AIM 1 » Summarize the README on 5D YOLOv8 with GPS in two sentences.

GIVEN TEXT »
— Start —

5D YOLOv8 + GPS — Multi-Modal Object Detection and Localization

A PyTorch implementation of Ultralytics YOLOv8 extended to consume
RGB + Depth + Thermal (5-channel) input and regress a global GPS (lat, lon)
for every frame.

📋 Overview

5-channel input processing:
- RGB (3 channels) + Depth (1 channel) → 4-channel tensor
- Thermal (1 channel) → independent processing path
Modality fusion architecture:
- RGB-D → 1×1 conv adapter → YOLOv8 backbone
- Thermal → CNN → injected at backbone layer-6 via hook
Dual-output model:
- Standard YOLO detection head (boxes, classes)
- GPS regression head (2D coordinates from feature map)
Joint training:
- Ultralytics v8 detection loss + MSE GPS loss
- Different learning rates for new layers vs backbone

Ideal for robotics, autonomous driving, or any scenario where object detection and coarse localization must be learned from multiple sensors.

🛠 Installation

git clone https://github.com/farshidrayhancv/yolo5D_plus_gps.git
cd yolo5D_plus_gps

Core Dependencies

pip install torch torchvision matplotlib tqdm pillow ultralytics==8.3.140

Requirements: Python 3.8+, PyTorch 2.1+, Ultralytics 8.3.x

💻 Usage

1 · Training

python train.py          # trains on VOC 2012 with synthetic depth+thermal

Training Options

python train.py --batch-size 16 --epochs 50  # override config values
python train.py --resume best                # resume from best checkpoint

2 · Inference

python inference.py --image path/to/image.jpg  # run inference on image
python inference.py --image path/to/image.jpg --output results.png  # save visualization

3 · Programmatic Usage

import torch
from models import YOLO5D
import config as cfg

# Load model
model = YOLO5D().eval()
model.load_state_dict(torch.load("ckpts/yolo5d_best.pt", map_location="cpu"))

— End —

Items drawn from a data source »
— Start —

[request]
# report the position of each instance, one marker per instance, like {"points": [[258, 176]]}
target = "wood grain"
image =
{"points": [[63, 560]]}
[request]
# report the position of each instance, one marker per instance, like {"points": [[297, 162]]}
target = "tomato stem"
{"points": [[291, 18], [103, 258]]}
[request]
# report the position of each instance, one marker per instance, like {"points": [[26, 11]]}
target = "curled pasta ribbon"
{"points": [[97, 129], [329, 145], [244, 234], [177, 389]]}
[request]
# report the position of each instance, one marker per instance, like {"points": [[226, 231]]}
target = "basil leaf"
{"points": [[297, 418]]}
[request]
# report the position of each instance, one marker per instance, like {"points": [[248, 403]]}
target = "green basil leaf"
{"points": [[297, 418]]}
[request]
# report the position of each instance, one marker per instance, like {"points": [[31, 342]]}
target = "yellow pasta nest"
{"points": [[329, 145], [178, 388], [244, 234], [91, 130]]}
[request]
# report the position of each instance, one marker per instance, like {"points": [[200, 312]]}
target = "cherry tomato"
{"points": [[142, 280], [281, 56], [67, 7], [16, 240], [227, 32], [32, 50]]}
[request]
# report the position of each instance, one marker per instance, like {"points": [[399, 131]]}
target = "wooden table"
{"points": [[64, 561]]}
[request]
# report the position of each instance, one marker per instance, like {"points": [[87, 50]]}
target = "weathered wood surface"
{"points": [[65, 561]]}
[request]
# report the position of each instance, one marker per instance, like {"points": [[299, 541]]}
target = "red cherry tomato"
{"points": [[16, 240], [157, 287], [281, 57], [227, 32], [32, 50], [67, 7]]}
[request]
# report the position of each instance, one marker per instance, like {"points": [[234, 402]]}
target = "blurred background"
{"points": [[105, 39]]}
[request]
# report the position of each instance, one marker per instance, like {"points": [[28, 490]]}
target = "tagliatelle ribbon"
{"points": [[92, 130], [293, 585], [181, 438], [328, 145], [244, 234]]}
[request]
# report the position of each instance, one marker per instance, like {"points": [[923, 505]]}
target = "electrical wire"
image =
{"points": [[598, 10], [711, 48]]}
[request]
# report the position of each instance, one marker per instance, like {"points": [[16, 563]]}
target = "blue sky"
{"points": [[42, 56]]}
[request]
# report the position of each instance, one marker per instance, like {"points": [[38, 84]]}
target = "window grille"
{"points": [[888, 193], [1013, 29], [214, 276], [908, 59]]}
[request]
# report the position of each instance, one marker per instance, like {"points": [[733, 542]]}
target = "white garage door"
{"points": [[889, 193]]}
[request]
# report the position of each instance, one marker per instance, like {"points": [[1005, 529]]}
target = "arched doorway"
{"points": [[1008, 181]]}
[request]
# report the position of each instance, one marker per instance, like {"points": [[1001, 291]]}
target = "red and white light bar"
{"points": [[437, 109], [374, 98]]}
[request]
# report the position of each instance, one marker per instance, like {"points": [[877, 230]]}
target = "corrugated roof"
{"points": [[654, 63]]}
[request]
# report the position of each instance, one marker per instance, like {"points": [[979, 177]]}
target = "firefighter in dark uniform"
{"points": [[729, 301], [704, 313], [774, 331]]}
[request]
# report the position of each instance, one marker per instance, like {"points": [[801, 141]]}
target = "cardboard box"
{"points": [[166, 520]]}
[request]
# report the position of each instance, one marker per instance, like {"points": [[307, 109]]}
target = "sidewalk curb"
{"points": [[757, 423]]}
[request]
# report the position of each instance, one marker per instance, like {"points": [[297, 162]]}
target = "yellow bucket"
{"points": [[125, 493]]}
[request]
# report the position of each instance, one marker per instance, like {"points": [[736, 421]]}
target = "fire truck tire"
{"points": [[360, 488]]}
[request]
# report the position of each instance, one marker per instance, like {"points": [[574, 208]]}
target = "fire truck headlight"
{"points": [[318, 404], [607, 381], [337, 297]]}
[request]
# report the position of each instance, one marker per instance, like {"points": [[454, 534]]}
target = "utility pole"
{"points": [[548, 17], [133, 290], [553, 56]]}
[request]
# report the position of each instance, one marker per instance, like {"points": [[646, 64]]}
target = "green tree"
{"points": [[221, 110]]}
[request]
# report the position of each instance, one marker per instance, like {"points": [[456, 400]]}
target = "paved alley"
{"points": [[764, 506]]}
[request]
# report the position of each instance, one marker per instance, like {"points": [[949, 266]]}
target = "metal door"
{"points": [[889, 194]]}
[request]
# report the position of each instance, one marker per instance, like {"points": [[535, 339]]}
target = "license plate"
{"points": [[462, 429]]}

— End —

AIM 2 » Please pick out every line of the entries above that contains the string "truck", with case counting.

TASK RESULT 1 » The project extends Ultralytics YOLOv8 in PyTorch to take 5-channel RGB, depth, and thermal input and to regress a global GPS latitude and longitude for every frame. RGB-D goes through a 1×1 conv adapter into the YOLOv8 backbone, thermal goes through a CNN injected at backbone layer 6, and the model trains jointly on the Ultralytics v8 detection loss plus an MSE GPS loss.

TASK RESULT 2 »
target = "fire truck tire"
target = "fire truck headlight"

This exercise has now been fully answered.